# [Exercise requirements]
Put all of the data below into a two-column CSV with the header instruction,output, one row per pair. Wrap each field in double quotes and replace every line break inside a field with a space.

# [Task material]

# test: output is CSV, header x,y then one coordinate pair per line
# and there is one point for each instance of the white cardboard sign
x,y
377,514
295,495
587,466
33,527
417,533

# [The result]
instruction,output
"# test: output is CSV, header x,y then one coordinate pair per line # and there is one point for each instance of the white cardboard sign","x,y 377,514 295,495 587,466 33,527 417,533"